▶ _What to do_
Copy the stretch from the line that contains "Place one keypoint on each instance of the black" through the end of the rows, substituting "grill lid" for "grill cover" and keeping everything else the same. Leave the pictures out of your copy.

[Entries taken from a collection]
____________
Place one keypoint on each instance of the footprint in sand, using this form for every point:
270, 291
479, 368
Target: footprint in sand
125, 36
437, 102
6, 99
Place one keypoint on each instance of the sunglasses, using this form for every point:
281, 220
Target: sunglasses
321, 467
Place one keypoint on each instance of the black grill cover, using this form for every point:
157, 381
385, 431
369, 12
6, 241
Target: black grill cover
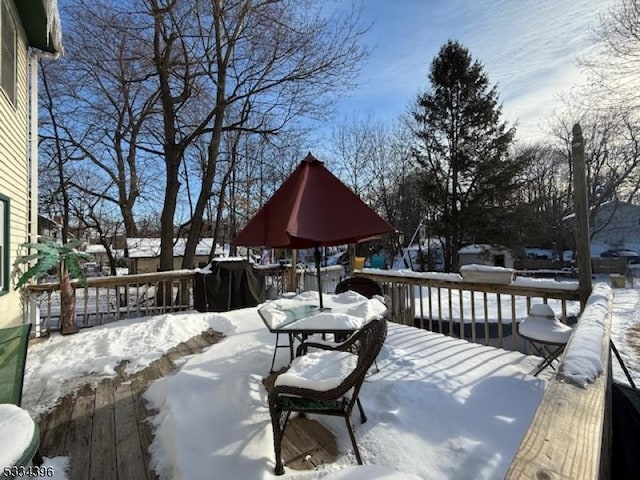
____________
▶ _Written response_
Place one keypoint on each instance of the black grill lid, using this form for every point:
157, 381
385, 431
369, 12
6, 241
Target: black grill lid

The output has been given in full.